ITEMS:

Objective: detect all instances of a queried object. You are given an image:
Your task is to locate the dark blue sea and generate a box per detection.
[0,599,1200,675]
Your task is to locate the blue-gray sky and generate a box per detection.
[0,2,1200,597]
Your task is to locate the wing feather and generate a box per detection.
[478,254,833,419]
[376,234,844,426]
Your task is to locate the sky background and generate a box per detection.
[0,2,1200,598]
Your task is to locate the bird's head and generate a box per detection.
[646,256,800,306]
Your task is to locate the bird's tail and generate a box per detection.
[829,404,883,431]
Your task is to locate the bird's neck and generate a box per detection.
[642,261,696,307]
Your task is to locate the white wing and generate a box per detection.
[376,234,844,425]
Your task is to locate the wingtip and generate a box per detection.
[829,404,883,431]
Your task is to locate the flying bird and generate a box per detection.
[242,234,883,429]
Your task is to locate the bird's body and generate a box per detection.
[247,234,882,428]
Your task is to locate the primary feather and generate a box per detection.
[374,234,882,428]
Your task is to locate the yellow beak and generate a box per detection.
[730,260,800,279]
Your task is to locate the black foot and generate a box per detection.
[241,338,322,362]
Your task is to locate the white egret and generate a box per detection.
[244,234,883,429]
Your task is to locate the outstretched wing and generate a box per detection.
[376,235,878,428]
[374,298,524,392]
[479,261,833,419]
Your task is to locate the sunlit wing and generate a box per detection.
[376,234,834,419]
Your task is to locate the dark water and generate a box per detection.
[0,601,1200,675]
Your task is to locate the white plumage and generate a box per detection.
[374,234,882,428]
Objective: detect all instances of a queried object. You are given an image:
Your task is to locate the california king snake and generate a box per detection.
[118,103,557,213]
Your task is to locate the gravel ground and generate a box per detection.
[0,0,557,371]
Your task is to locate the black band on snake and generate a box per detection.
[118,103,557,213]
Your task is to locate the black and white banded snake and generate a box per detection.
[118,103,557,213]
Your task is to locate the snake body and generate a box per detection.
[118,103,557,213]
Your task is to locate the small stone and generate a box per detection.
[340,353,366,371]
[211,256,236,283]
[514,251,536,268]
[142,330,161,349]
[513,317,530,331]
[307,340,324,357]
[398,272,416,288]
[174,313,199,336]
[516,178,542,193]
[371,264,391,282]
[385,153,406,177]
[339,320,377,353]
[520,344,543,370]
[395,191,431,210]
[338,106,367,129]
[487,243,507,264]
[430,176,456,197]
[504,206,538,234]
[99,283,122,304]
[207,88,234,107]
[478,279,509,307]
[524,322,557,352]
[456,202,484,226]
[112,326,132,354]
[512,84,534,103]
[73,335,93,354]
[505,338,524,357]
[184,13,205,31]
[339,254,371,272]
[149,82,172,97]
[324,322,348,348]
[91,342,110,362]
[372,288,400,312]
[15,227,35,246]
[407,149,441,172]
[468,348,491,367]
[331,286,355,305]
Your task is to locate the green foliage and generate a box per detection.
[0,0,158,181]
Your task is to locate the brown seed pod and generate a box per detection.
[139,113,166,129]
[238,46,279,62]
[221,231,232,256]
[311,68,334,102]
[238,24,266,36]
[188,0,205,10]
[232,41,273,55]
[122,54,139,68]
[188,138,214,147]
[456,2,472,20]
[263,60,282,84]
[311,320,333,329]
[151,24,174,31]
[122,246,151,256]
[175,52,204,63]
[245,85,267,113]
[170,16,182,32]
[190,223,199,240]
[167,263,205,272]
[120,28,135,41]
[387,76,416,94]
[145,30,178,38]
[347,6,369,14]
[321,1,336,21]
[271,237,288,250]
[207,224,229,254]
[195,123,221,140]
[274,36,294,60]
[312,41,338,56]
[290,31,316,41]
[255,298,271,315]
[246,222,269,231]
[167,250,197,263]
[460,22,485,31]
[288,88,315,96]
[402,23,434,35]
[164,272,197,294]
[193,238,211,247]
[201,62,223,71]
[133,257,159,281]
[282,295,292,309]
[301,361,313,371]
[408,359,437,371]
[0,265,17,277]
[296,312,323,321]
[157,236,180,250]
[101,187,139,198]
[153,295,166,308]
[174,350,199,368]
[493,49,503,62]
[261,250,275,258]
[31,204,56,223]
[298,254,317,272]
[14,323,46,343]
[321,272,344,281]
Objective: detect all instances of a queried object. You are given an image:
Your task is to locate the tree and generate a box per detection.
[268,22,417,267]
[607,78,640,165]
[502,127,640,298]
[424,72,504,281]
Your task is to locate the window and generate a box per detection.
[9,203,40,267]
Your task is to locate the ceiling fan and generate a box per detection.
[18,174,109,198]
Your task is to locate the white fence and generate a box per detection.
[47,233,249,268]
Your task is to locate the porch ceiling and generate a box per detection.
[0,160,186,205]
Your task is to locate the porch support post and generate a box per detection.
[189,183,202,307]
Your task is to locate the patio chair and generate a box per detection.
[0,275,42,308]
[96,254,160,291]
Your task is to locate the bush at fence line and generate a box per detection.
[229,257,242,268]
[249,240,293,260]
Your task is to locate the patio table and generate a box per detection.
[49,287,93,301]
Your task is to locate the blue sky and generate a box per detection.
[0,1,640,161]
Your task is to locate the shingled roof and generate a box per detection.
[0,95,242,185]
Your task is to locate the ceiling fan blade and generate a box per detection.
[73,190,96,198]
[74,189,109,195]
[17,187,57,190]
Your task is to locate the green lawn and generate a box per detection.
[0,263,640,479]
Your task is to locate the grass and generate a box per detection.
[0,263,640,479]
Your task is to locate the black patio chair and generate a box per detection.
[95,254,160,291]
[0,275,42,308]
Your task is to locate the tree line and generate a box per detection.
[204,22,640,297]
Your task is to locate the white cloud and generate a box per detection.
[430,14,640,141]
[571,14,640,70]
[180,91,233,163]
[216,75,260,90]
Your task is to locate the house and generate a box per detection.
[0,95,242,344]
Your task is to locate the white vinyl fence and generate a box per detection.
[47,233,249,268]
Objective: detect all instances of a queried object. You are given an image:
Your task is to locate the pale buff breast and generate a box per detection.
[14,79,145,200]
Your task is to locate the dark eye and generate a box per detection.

WHAT TO PRODUCE: Rewrite the lines from the one containing "Your task is to locate the porch ceiling" through the end of the records, putting "veranda" wherever "porch" appears and leaving everything else unchanged.

ANSWER FOR THIS EXERCISE:
Your task is to locate the veranda ceiling and generate a box per detection.
[0,160,186,205]
Your task is to locate the veranda support post and generate a box per detection.
[189,183,202,307]
Your task is to locate the patio chair and generate a box per detection.
[0,275,42,308]
[96,254,160,291]
Your task is to locate the bush at fence line and generate a box per detection.
[229,257,242,268]
[249,240,293,260]
Your task is to locate the patio table and generate a box per detection.
[49,287,93,301]
Your task is to locate the blue sky and generate a box per detection.
[0,1,640,161]
Your task is to locate the shingled roof and generate a box per detection.
[0,95,242,185]
Your task is to locate the ceiling fan blade and generate a box per detection.
[73,190,96,198]
[74,189,109,195]
[17,187,57,190]
Your task is to locate the green lawn and generate a box per detection.
[0,263,640,479]
Your task is to locate the grass and generate a box per detection.
[0,263,640,479]
Your task is to locate the black patio chair and generate a box per detection.
[95,254,160,291]
[0,275,42,308]
Your task is to locate the tree line and generate a box per detection.
[204,22,640,297]
Your task is to locate the white cloud and generate a box per detection.
[430,14,640,141]
[571,14,640,70]
[180,91,233,163]
[216,75,260,90]
Your task is to locate the house and generate a box per detection.
[0,95,242,344]
Your task is to locate the white vinyl fence and generate a box per detection.
[47,233,249,268]
Objective: detect all instances of a queried object. You are given an image:
Your task is to locate the pale buff breast and generate a box per detection.
[14,79,145,200]
Your task is to locate the dark eye and generate a box per detection.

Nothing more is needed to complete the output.